→ WRITTEN TASK
Reproduce the entries below word for word, starting at the line that contains "the green plant." and continuing through the final line of the entries, with both ends included. Leave the pictures out of your copy.

→ INPUT FOR THIS TASK

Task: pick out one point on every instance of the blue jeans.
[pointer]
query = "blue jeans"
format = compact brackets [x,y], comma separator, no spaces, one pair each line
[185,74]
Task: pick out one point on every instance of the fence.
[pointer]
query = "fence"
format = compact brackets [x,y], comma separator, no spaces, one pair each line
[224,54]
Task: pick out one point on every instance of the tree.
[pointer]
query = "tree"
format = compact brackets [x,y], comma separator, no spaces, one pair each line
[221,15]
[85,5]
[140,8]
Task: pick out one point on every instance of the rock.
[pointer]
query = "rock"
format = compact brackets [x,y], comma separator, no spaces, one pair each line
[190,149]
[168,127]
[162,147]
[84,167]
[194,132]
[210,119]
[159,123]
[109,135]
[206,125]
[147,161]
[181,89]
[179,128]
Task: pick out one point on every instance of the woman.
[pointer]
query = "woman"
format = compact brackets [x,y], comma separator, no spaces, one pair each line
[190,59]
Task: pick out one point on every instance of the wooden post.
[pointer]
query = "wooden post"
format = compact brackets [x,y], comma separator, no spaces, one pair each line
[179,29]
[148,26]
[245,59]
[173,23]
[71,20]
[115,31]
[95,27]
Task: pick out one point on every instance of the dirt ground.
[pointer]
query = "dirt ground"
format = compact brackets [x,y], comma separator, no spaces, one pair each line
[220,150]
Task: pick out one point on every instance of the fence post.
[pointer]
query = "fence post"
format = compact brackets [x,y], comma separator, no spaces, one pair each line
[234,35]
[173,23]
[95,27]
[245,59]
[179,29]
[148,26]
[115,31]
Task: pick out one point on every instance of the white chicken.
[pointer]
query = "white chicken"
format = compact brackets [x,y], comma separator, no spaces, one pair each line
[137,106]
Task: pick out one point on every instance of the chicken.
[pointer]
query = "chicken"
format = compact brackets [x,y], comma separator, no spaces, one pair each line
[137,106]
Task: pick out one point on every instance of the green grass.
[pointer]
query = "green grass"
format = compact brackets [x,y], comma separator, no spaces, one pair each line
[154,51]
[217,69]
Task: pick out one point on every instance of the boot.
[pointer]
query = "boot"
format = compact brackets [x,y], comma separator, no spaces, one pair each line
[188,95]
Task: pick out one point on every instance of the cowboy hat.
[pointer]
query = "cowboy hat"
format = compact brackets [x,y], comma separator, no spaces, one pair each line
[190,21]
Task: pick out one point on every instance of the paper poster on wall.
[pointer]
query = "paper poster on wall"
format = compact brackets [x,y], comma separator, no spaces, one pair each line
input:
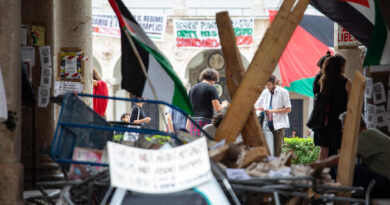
[159,171]
[63,87]
[204,33]
[45,55]
[37,35]
[380,68]
[370,115]
[28,55]
[43,96]
[107,25]
[71,64]
[46,75]
[378,91]
[23,33]
[368,90]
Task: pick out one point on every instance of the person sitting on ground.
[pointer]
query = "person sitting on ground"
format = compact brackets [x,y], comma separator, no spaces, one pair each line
[137,113]
[125,117]
[211,129]
[374,152]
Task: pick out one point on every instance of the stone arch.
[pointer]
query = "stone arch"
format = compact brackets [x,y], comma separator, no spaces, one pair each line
[201,61]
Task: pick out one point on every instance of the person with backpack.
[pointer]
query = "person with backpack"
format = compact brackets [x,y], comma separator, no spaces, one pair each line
[336,88]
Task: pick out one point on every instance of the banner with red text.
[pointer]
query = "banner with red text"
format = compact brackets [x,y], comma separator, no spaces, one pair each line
[204,33]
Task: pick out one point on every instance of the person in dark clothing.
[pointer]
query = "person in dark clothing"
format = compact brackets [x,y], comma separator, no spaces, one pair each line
[336,87]
[204,99]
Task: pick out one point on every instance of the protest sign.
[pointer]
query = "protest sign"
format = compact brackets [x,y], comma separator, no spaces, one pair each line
[159,171]
[204,33]
[107,25]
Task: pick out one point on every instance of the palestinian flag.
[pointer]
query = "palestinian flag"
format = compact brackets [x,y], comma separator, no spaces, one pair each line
[364,20]
[312,38]
[163,78]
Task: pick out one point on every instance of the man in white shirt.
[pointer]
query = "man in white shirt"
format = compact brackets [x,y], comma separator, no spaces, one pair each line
[275,101]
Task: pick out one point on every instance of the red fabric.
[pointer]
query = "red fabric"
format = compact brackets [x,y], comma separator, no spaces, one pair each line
[100,105]
[300,57]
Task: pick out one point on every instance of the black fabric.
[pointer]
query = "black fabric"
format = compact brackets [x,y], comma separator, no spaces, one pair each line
[133,79]
[318,116]
[184,197]
[348,17]
[135,111]
[331,135]
[320,27]
[201,96]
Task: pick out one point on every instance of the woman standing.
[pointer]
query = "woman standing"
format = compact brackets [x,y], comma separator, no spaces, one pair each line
[336,87]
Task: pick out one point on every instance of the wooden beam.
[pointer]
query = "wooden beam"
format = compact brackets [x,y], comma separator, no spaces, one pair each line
[252,133]
[349,143]
[261,68]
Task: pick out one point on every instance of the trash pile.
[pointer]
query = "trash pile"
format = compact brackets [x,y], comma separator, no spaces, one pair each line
[256,163]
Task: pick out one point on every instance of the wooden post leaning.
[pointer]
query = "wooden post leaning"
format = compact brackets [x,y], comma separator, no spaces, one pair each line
[252,133]
[261,68]
[349,143]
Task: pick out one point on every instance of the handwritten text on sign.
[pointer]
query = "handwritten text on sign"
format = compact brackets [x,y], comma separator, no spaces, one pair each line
[159,171]
[107,25]
[344,38]
[204,33]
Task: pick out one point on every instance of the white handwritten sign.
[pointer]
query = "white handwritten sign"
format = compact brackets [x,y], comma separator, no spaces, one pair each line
[108,25]
[159,171]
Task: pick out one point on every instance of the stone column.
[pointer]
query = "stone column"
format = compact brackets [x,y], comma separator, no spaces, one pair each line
[11,170]
[38,13]
[73,28]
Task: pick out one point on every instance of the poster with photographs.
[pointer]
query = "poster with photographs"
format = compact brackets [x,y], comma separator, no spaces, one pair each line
[378,92]
[368,91]
[43,96]
[46,74]
[45,55]
[70,64]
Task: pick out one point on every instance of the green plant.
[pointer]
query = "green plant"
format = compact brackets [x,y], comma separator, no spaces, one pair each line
[304,148]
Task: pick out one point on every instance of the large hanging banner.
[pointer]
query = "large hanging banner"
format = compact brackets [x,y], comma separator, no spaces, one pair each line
[204,33]
[107,25]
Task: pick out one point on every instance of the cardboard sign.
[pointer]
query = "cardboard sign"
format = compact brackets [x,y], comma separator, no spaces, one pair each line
[159,171]
[344,38]
[204,33]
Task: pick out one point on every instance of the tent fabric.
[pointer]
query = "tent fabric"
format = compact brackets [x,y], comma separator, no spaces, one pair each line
[309,42]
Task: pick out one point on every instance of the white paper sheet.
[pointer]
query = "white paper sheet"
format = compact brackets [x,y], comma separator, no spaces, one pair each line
[159,171]
[237,174]
[45,55]
[46,76]
[43,96]
[28,55]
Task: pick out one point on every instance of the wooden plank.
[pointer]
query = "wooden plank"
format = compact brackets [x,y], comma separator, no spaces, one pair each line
[252,133]
[349,143]
[261,68]
[254,155]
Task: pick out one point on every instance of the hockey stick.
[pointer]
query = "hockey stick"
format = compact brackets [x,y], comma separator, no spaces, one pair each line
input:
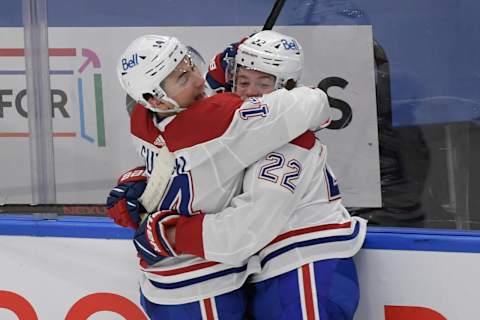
[272,18]
[165,161]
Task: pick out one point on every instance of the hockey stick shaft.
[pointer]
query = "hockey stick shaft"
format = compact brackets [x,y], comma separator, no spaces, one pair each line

→ WRITTEN ANSWER
Task: pick out one point on every instance of the green plant.
[pointer]
query = "green plant"
format = compact brackets [x,y], comma separator, no spaces, one pair each line
[304,148]
Task: pick out one point on every instance of the large hanging banner.
[pointer]
query = "large hanging banner"
format = compact brackets [x,y], comma separator, no spaces, one pair each line
[204,33]
[107,25]
Task: pick out one point on every instance of the cardboard sign.
[pointer]
query = "cardboard sign"
format = compact brackets [x,y], comma separator, no spaces, one pair each line
[159,171]
[344,38]
[204,33]
Task: pick out one point on every instance of the tent fabric.
[pointer]
query = "tent fabric"
format = compact brackets [x,y], comma separator, no spaces, one pair each line
[309,42]
Task: pick out one point on every instance of the white paper sheet.
[pointer]
query = "white paper sheet"
format = compact brackets [x,y], comma separator, no spaces, one pair each line
[159,171]
[237,174]
[45,55]
[46,76]
[43,96]
[28,55]
Task: pick out one point on every instance of the wooden plank.
[pointer]
query = "wooden plank"
format = compact brackets [x,y], comma separator, no spaces, one pair each line
[252,133]
[349,143]
[261,68]
[254,155]
Task: pick out one point on every instance of the hockey stick.
[pointer]
query = "hockey stick"
format = compact brackets [x,y], comma separator, no spaces, one pair each line
input:
[272,18]
[165,161]
Task: pick out one point on every instance of the hockey stick shaft.
[pointer]
query = "hockey stick shaft"
format = compact brackets [x,y], comma separator, no spaces, one pair each line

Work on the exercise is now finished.